Oxitec vient de recevoir une nouvelle subvention de la fondation Bill et Melinda Gates de 4,8 millions de dollars [1] pour « lancer le développement d’une solution « Friendly™ » pour la tique bleue asiatique, Rhipicephalus microplus » [2]. Par « Friendly », que l’on peut traduire en français par « sympathique » ou « amicale », il faut en réalité entendre « génétiquement modifié ». Cette aide fait suite à une première, obtenue en 2021, d’un montant de 1,5 millions de dollars [3]. Elle avait servi à financer un projet de faisabilité visant à déterminer si la technologie d’Oxitec utilisée précédemment sur les moustiques et autres insectes pouvait être utilisée pour lutter contre cette tique. C’est la première fois qu’Oxitec tente d’appliquer sa technologie brevetée à un acarien (classe des arachnides).

* _EXTRAIT DE DONNÉES_
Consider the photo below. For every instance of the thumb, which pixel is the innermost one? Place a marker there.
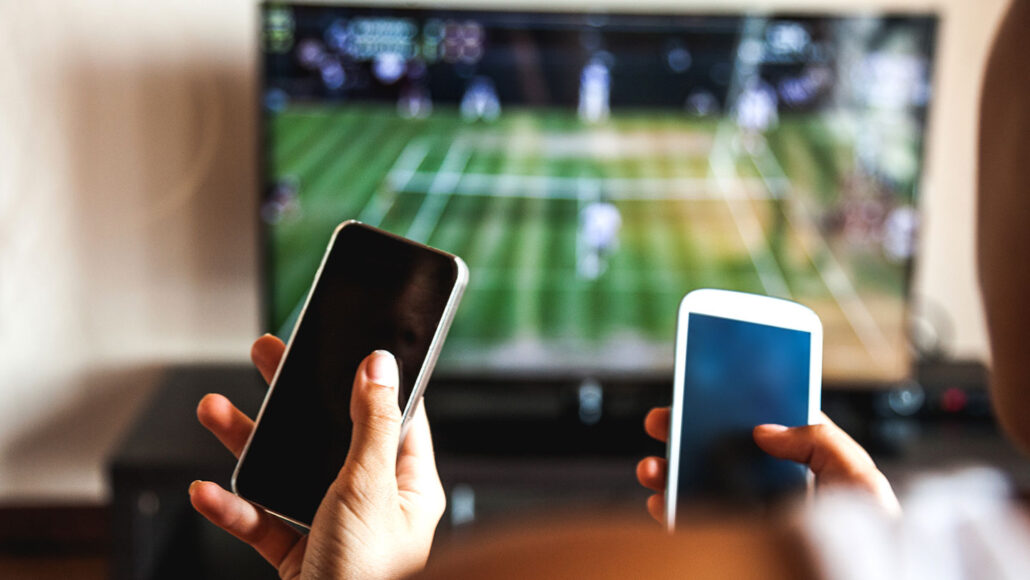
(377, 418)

---

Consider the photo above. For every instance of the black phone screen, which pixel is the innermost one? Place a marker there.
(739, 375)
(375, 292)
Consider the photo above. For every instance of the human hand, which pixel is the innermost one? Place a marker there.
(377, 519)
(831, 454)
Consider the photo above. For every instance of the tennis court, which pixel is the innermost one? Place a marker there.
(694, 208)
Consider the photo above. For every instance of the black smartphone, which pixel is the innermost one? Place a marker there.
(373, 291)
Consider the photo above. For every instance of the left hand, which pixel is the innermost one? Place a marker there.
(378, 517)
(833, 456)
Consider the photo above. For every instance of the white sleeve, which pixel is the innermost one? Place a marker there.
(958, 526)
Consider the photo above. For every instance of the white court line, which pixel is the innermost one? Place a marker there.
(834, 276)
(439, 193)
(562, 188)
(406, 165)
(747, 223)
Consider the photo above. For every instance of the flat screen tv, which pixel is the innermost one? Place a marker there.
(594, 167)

* _TRAVAIL À FAIRE_
A. Selon l'extrait choisi, quel montant Oxitec avait-il obtenu lors de la première subvention, en 2021 ?
B. Recopiez le passage de l'extrait choisi en commençant aux mots « Oxitec vient de » et en vous arrêtant après « (classe des arachnides). ».

* _CORRIGÉ DES TÂCHES_
A. 1,5 millions de dollars.

B.
Oxitec vient de recevoir une nouvelle subvention de la fondation Bill et Melinda Gates de 4,8 millions de dollars [1] pour « lancer le développement d’une solution « Friendly™ » pour la tique bleue asiatique, Rhipicephalus microplus » [2]. Par « Friendly », que l’on peut traduire en français par « sympathique » ou « amicale », il faut en réalité entendre « génétiquement modifié ». Cette aide fait suite à une première, obtenue en 2021, d’un montant de 1,5 millions de dollars [3]. Elle avait servi à financer un projet de faisabilité visant à déterminer si la technologie d’Oxitec utilisée précédemment sur les moustiques et autres insectes pouvait être utilisée pour lutter contre cette tique. C’est la première fois qu’Oxitec tente d’appliquer sa technologie brevetée à un acarien (classe des arachnides).